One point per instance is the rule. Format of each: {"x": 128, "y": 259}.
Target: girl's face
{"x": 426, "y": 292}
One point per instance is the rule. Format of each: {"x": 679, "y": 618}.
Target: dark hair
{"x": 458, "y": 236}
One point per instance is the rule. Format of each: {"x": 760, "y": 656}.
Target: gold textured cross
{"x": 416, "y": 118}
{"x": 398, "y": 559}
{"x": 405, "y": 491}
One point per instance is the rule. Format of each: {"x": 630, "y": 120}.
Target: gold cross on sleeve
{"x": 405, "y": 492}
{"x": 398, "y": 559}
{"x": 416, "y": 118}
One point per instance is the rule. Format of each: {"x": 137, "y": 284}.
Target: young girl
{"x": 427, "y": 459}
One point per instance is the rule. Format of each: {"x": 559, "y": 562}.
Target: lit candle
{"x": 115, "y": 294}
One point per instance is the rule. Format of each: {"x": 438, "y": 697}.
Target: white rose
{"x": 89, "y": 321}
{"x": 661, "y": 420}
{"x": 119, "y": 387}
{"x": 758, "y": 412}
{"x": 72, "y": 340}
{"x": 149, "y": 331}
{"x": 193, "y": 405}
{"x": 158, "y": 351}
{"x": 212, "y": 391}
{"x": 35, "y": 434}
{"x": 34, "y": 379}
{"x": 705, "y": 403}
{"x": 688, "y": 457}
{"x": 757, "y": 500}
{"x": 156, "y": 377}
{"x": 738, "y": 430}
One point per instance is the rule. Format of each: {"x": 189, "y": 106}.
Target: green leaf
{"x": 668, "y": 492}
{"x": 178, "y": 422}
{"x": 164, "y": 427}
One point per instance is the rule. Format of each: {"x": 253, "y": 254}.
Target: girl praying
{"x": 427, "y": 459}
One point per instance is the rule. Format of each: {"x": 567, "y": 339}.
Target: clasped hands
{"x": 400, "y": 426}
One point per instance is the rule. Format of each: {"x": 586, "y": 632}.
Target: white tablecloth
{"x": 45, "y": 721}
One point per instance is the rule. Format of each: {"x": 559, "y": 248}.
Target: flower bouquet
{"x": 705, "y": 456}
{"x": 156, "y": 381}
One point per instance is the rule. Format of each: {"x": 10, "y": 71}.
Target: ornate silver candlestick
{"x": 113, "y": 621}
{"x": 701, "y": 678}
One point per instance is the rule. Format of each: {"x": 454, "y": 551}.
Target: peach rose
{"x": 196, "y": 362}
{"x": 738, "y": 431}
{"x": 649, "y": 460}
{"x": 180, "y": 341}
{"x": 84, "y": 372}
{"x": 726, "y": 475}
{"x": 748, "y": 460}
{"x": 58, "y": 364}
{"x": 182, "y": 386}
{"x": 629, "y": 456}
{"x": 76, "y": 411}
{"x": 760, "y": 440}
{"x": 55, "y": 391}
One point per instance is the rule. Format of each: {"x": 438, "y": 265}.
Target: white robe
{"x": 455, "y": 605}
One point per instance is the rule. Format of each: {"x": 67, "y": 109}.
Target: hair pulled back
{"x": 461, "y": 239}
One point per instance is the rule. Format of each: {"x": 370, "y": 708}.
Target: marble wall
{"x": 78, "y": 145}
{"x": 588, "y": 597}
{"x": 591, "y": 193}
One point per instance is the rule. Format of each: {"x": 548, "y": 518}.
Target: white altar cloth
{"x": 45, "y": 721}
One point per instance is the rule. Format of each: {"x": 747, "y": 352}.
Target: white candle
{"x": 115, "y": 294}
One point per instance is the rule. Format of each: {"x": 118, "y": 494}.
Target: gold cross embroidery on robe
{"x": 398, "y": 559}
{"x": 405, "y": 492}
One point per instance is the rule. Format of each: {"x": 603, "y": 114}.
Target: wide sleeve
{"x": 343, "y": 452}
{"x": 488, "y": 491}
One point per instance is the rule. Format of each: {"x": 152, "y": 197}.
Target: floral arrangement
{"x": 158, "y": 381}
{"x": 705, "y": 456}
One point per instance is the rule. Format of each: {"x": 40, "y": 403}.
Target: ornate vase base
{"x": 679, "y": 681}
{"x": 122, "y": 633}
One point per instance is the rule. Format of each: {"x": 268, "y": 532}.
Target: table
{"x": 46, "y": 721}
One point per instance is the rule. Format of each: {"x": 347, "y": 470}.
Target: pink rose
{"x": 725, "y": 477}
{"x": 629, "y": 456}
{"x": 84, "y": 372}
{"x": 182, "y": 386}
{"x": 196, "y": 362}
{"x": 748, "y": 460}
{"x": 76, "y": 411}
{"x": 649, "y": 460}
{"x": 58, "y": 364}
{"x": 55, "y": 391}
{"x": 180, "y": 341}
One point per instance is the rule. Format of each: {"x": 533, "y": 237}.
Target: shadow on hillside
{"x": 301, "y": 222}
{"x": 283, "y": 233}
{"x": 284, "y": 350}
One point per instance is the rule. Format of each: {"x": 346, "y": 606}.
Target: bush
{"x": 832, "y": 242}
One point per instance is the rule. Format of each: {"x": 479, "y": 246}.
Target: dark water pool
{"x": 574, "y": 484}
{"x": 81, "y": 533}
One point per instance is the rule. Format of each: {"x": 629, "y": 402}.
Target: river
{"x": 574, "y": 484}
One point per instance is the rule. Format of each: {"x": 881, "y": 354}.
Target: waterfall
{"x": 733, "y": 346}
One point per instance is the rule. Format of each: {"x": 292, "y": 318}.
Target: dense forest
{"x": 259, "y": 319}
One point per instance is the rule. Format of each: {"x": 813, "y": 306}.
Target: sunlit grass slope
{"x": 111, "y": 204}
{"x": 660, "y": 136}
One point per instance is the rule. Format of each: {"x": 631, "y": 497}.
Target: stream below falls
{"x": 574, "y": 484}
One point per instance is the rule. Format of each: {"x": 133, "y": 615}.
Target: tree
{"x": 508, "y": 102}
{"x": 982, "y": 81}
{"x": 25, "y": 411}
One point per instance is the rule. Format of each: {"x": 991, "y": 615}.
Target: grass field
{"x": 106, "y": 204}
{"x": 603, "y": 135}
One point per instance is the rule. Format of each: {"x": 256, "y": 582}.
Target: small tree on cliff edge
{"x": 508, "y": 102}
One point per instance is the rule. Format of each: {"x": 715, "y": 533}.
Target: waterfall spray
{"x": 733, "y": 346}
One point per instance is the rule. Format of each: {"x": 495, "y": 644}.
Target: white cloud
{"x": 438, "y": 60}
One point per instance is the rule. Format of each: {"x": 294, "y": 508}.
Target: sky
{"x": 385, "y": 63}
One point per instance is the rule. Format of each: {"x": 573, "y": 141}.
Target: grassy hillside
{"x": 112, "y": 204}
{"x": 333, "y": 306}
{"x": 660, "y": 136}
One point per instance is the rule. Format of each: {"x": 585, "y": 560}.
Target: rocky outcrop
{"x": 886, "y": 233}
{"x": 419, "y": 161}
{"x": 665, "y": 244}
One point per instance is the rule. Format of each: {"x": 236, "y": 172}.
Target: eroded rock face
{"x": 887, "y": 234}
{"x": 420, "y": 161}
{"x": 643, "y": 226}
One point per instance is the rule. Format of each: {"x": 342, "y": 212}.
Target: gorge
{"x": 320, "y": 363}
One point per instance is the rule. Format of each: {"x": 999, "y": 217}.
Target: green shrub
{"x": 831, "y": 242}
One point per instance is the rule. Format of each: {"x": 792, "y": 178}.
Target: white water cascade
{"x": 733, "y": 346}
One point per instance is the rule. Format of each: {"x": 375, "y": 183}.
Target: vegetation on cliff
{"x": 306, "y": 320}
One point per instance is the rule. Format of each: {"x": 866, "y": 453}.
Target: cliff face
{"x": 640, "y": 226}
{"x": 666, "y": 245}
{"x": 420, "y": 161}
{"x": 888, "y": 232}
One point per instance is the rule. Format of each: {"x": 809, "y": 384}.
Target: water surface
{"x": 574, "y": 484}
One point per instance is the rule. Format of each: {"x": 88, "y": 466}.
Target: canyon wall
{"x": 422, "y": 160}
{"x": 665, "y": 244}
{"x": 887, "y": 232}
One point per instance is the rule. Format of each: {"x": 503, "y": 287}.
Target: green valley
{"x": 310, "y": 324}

-- TRY IT --
The line containing "Target: white water cascade" marks where to begin; the last line of the records marks where to stop. Copy both and all between, exactly.

-- EXPECTED OUTPUT --
Target: white water cascade
{"x": 733, "y": 346}
One point per instance is the rule. Format of each: {"x": 375, "y": 183}.
Target: vegetation on cliff
{"x": 306, "y": 320}
One point per instance is the rule. Format of each: {"x": 866, "y": 453}.
Target: cliff face
{"x": 640, "y": 226}
{"x": 666, "y": 245}
{"x": 420, "y": 161}
{"x": 888, "y": 232}
One point per instance is the rule. Format of each: {"x": 809, "y": 384}.
Target: water surface
{"x": 574, "y": 484}
One point per instance is the rule. Format of each: {"x": 88, "y": 466}.
Target: canyon wall
{"x": 422, "y": 160}
{"x": 665, "y": 244}
{"x": 887, "y": 232}
One point per instance is the rule. Format of each: {"x": 503, "y": 287}.
Target: green valley
{"x": 310, "y": 324}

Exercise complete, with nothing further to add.